- **EXTRACTED TEXT**:
+++++
She worked every day, and on the weekends went shopping for groceries, did laundry and took her family to church.
As the oldest child, Wilder took care of his mother and helped her, he said.
Sometimes he cooked for the family, making eggs with peppers and onions.
He taught his younger siblings to play football — the American kind — and took care of them.
When Gloria Hernandez, a farmworker advocate and friend, handed Wilder large, blown up photos of his family members one by one, he swallowed, and looked at them quietly.
The photos were from a press conference that the fire victims’ lawyers held last week to announce that the insurance company for Cleve’s Trailer Park had awarded them $6 million in a settlement to resolve lawsuits filed after the fire.
Wilder didn’t have many photos of his family, so when Hernandez asked him if he wanted to keep the pictures, he said yes.
He sat looking at the smiling faces of his family members and touching the surface of the photos. He planned to put them in his bedroom, he said.
Hernandez has been visiting Wilder a couple of times a week to offer support.
She has helped his aunt care for his burned skin and planned to take him shopping for school supplies and clothes.
“He’s my angel. I love him,” she said. “Every time I see him I tell him, ‘You’re so strong, Papi. You’re getting so strong.’”
His new home is in Immokalee with Juana and Pascual Vasquez, his father’s sister and her husband, and their three children.
It didn’t take him long to fit into her family, Juana Vasquez said.
When Wilder was in the hospital in Cincinnati, she and other family members traveled to spend time with him.
She also learned to care for his burned skin, change his bandages and help him exercise. It’s a 11⁄2-hour to 3-hour process that they do together, twice a day.
- - -
Wilder was so anxious to start school again that he went back last Thursday, a few days earlier than planned.
+++++
- **EXERCISES**:
• A. Duplicate the stretch of the passage about Wilder above from "She has helped" through "time with him.".
• B. Summarize the passage about Wilder in two sentences.
• C. Answer these questions using the passage about Wilder:
(i) What did Wilder make when he cooked for the family?
(ii) How much did the insurance company for Cleve's Trailer Park award in the settlement?
(iii) How many times a day do Wilder and Juana Vasquez go through the process of caring for his burned skin?
+++++
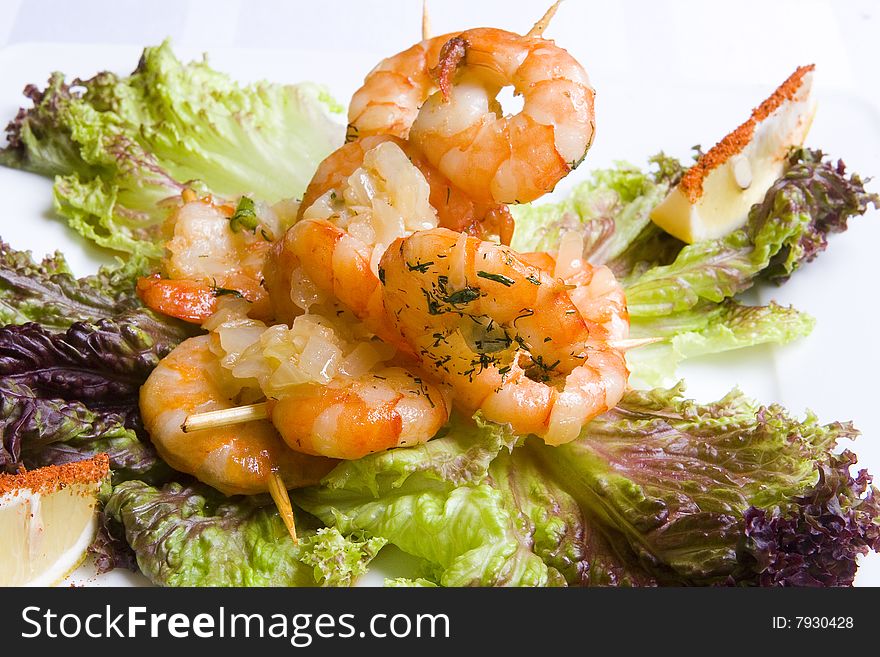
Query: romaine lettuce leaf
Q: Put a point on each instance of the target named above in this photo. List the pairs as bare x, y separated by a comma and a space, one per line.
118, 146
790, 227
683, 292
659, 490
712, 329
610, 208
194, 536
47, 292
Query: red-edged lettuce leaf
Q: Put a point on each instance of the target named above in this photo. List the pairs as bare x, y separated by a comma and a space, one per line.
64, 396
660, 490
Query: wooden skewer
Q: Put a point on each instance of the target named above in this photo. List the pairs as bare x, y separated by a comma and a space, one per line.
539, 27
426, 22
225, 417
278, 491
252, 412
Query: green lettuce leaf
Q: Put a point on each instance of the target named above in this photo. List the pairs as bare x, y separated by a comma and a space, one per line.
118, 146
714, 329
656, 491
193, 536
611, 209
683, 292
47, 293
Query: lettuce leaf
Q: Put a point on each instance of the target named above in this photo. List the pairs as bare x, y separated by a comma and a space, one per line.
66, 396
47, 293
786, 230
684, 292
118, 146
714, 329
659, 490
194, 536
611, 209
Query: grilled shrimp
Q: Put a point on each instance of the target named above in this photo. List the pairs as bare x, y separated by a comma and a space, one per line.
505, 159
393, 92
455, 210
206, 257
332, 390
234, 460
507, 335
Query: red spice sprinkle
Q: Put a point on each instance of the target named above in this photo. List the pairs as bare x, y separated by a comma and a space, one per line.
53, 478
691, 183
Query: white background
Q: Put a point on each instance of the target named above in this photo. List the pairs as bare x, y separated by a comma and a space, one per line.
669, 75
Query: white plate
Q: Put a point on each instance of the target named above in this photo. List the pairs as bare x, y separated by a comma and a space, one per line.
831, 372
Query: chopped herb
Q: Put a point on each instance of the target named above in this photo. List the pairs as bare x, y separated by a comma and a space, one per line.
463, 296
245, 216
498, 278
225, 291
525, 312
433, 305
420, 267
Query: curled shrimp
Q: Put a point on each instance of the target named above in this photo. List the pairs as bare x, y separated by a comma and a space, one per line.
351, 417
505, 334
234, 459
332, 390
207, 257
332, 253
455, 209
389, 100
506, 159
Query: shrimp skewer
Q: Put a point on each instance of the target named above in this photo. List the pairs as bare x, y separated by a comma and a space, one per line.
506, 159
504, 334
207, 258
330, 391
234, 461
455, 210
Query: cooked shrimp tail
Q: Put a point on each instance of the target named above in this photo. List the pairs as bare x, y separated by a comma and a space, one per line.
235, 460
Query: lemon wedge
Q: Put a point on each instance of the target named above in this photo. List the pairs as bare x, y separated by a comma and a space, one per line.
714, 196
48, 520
+++++
- **EXERCISE RESPONSES**:
• A.
She has helped his aunt care for his burned skin and planned to take him shopping for school supplies and clothes.
“He’s my angel. I love him,” she said. “Every time I see him I tell him, ‘You’re so strong, Papi. You’re getting so strong.’”
His new home is in Immokalee with Juana and Pascual Vasquez, his father’s sister and her husband, and their three children.
It didn’t take him long to fit into her family, Juana Vasquez said.
When Wilder was in the hospital in Cincinnati, she and other family members traveled to spend time with him.

• B. Wilder, who as the oldest child helped his mother and took care of his younger siblings, was given photos of his family by farmworker advocate Gloria Hernandez, and he planned to put them in his bedroom. He now lives in Immokalee with the family of his aunt Juana Vasquez, who, like Hernandez, helps care for his burned skin, and he was so anxious to return to school that he went back a few days earlier than planned.

• C.
(i) Eggs with peppers and onions.
(ii) $6 million.
(iii) Twice a day.